**Stored records**
>>>

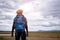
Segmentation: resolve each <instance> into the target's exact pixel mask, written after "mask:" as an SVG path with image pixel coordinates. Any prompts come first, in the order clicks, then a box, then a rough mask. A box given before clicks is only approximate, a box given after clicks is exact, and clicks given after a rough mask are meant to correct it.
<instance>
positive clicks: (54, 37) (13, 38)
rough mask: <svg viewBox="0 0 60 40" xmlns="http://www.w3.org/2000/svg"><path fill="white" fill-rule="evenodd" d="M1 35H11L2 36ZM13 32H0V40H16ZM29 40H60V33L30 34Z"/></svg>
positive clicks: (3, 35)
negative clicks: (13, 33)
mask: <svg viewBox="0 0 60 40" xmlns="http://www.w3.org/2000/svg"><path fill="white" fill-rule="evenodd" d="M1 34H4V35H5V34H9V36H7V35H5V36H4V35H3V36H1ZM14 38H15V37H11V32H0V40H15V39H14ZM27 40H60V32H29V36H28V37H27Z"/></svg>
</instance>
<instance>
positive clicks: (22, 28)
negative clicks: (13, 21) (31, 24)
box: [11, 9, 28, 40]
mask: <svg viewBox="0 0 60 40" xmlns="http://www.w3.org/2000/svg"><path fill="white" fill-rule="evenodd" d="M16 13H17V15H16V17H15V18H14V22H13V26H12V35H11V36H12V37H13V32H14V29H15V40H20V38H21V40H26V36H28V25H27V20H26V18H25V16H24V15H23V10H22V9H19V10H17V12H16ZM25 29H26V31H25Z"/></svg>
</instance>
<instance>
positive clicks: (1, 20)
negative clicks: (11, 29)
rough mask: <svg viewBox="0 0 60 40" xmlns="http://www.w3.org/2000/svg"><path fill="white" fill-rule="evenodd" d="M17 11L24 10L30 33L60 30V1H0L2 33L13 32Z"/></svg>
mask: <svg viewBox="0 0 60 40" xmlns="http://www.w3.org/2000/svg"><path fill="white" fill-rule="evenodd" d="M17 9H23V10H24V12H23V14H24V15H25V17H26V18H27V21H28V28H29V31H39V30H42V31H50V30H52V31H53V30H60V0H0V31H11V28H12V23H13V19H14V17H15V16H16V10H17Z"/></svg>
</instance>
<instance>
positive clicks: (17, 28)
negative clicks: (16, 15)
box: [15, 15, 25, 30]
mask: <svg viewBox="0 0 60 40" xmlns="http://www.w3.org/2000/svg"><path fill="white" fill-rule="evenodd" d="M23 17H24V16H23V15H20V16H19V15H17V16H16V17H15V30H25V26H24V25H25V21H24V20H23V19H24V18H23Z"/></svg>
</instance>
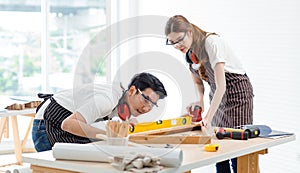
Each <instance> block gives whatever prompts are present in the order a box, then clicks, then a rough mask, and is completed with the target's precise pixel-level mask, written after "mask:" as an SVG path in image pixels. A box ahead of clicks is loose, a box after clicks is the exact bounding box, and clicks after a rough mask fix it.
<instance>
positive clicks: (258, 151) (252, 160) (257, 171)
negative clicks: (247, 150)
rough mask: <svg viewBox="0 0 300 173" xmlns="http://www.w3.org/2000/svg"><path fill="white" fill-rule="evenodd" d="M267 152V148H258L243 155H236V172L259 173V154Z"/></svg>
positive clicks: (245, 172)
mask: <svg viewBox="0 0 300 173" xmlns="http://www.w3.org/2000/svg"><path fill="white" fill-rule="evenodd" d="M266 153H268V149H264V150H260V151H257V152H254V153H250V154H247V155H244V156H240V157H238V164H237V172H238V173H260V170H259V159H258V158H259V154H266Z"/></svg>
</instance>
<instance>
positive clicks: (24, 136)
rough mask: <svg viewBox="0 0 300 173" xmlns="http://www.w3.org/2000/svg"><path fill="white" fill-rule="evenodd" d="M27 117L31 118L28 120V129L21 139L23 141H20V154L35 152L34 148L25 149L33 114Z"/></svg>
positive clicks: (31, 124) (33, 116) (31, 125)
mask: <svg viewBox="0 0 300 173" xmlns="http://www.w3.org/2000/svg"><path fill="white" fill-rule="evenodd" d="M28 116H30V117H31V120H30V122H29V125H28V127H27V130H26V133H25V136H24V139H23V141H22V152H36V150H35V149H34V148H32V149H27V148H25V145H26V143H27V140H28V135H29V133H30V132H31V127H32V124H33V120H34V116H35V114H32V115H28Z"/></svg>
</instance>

<<<

Using the entries above, return exactly the lines from the line with "positive clicks: (22, 28)" to the line with "positive clicks: (17, 28)", counting both of those lines.

**Response box**
positive clicks: (22, 28)
negative clicks: (13, 21) (31, 24)
box: [11, 9, 28, 40]
mask: <svg viewBox="0 0 60 40" xmlns="http://www.w3.org/2000/svg"><path fill="white" fill-rule="evenodd" d="M16 13H17V15H16V17H15V18H14V22H13V26H12V35H11V36H12V37H13V32H14V29H15V40H20V38H21V40H26V36H28V25H27V20H26V18H25V16H24V15H23V10H22V9H19V10H17V12H16ZM25 29H26V31H25Z"/></svg>
</instance>
<instance>
positive clicks: (1, 20)
negative clicks: (11, 29)
rough mask: <svg viewBox="0 0 60 40" xmlns="http://www.w3.org/2000/svg"><path fill="white" fill-rule="evenodd" d="M17 11L24 10L30 33L60 30V1H0L2 33L13 32Z"/></svg>
mask: <svg viewBox="0 0 60 40" xmlns="http://www.w3.org/2000/svg"><path fill="white" fill-rule="evenodd" d="M17 9H23V10H24V12H23V14H24V15H25V17H26V18H27V21H28V28H29V31H39V30H42V31H50V30H52V31H53V30H60V0H0V31H11V28H12V23H13V19H14V17H15V16H16V10H17Z"/></svg>
</instance>
<instance>
positive clicks: (17, 28)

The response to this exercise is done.